*EXTRAIT*
%%
De mars à novembre, chaque matin, aux alentours de 8 h 45 et avec les 18 autres saisonniers, il assure la sécurité du lieu. Contrôle du niveau d’eau des biefs (portion entre deux écluses NDLR) qui doit être à 1 m 40 ; ou encore vérification du mécanisme pour s’assurer que rien n’encombre le système d’ouvertures des portes, font partie de sa routine matinale. Puis à 9 heures, le défilé des bateaux commence. Les premiers arrivés attendent pour remonter la pente d’eau. Emmanuel, avec les autres éclusiers postés à chaque passage, va donc ouvrir l’accès, porte après porte, pour que l’eau ait le temps de remplir les biefs et ainsi permettre aux bateaux de traverser sans encombre. Une remontée qui prend environ 45 minutes. “C’est un monde de lenteur et de contemplation”, souligne-t-il. Puis lorsque le dernier bateau est remonté, les éclusiers assurent le rôle inverse jusqu’à 19 h 30 environ. “C’est très répétitif, mais la passion est là”.
1 200 à 1 300 bateaux au mois d’août
Et de la passion il en faut ! Car si les missions sont effectivement répétitives, elles ne laissent pas le droit à l’erreur. Les éclusiers se doivent d’être vigilants pour faire traverser la trentaine de bateau chaque jour. “Et en août, on est plus aux alentours de 1 200 à 1 300 bateaux sur tout le mois, précise le saisonnier. On va donc les conseiller et les placer, pour faire en sorte d’en passer un maximum”, poursuit-il. Que ce soient des voiliers de particuliers ou des péniches touristiques. Car si les 9 Écluses constituent une étape du Canal du Midi, certains viennent spécialement pour franchir cet ouvrage exceptionnel. “Notre rôle est aussi d’offrir une belle image de l’un des plus beaux ouvrages du coin”, précise Emmanuel Dordet.
%%
*DONNÉES PRÉSENTÉES*
%%
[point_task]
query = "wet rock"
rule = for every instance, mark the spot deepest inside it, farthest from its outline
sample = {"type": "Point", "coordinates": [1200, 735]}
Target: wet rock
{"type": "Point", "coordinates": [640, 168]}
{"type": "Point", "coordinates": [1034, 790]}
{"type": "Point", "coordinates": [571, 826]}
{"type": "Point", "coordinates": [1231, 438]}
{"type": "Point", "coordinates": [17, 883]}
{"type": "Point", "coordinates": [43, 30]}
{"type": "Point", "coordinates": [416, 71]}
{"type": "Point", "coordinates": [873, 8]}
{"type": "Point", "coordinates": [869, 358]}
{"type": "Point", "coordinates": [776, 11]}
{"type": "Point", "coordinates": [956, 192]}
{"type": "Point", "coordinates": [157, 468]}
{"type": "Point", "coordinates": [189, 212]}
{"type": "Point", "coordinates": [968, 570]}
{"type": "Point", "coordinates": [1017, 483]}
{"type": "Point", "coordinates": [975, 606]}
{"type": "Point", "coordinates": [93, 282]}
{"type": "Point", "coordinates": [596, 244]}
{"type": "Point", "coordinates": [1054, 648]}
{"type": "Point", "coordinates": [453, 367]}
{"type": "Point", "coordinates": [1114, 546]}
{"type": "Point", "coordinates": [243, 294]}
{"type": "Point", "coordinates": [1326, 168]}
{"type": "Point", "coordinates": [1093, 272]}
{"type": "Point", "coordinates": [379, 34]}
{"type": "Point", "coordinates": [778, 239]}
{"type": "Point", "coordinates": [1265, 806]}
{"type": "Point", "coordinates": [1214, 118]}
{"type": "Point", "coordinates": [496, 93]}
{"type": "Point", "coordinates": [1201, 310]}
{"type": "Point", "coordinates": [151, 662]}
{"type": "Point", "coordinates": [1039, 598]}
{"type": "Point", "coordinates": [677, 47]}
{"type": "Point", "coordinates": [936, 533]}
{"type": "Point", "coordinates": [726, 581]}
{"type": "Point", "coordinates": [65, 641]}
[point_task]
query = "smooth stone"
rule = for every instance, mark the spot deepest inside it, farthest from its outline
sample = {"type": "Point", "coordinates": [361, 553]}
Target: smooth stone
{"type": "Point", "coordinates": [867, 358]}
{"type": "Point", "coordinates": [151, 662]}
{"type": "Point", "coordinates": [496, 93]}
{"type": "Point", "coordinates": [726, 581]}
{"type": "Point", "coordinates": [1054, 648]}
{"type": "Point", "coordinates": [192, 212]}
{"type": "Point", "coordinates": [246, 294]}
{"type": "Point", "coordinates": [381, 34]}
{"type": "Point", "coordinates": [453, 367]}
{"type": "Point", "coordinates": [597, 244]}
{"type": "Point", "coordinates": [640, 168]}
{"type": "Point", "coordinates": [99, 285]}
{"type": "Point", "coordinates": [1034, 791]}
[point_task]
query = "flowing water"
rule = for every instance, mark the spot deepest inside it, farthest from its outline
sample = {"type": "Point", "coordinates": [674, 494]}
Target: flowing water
%%
*À FAIRE*
a) Redonnez sans rien changer le passage de l'extrait sur les éclusiers des 9 Écluses qui commence aux mots « 1 200 à 1 300 bateaux au » et s'arrête après « précise Emmanuel Dordet. ».
b) Poursuivez l'extrait sur les éclusiers des 9 Écluses après sa dernière phrase.
Les enregistrements n'ont aucun rôle ici.

*RÉPONSES AUX EXERCICES*
a)
1 200 à 1 300 bateaux au mois d’août
Et de la passion il en faut ! Car si les missions sont effectivement répétitives, elles ne laissent pas le droit à l’erreur. Les éclusiers se doivent d’être vigilants pour faire traverser la trentaine de bateau chaque jour. “Et en août, on est plus aux alentours de 1 200 à 1 300 bateaux sur tout le mois, précise le saisonnier. On va donc les conseiller et les placer, pour faire en sorte d’en passer un maximum”, poursuit-il. Que ce soient des voiliers de particuliers ou des péniches touristiques. Car si les 9 Écluses constituent une étape du Canal du Midi, certains viennent spécialement pour franchir cet ouvrage exceptionnel. “Notre rôle est aussi d’offrir une belle image de l’un des plus beaux ouvrages du coin”, précise Emmanuel Dordet.

b)
Sentinelles
En plus des saisonniers, présents pendant huit mois, une dizaine de titulaires travaillent tout au long de l’année. Certains habitent même sur place pour assurer la maintenance du mécanisme ainsi qu’une surveillance. “ Lors des fortes pluies, si au Caroux ça déborde, l’Orb débordera lui aussi. On va donc ouvrir les barrages, ce qui risque de noyer les écluses, et détériorer le mécanisme. Donc l’éclusier est là pour ouvrir les portes “, explique-t-il.
Une vigilance à toute épreuve, qui rend ce métier atypique. “J’ai 56 ans aujourd’hui. Et je suis prêt à changer beaucoup de choses, mais pas ça. Je resterai là jusqu’à ma retraite”, insiste l’éclusier.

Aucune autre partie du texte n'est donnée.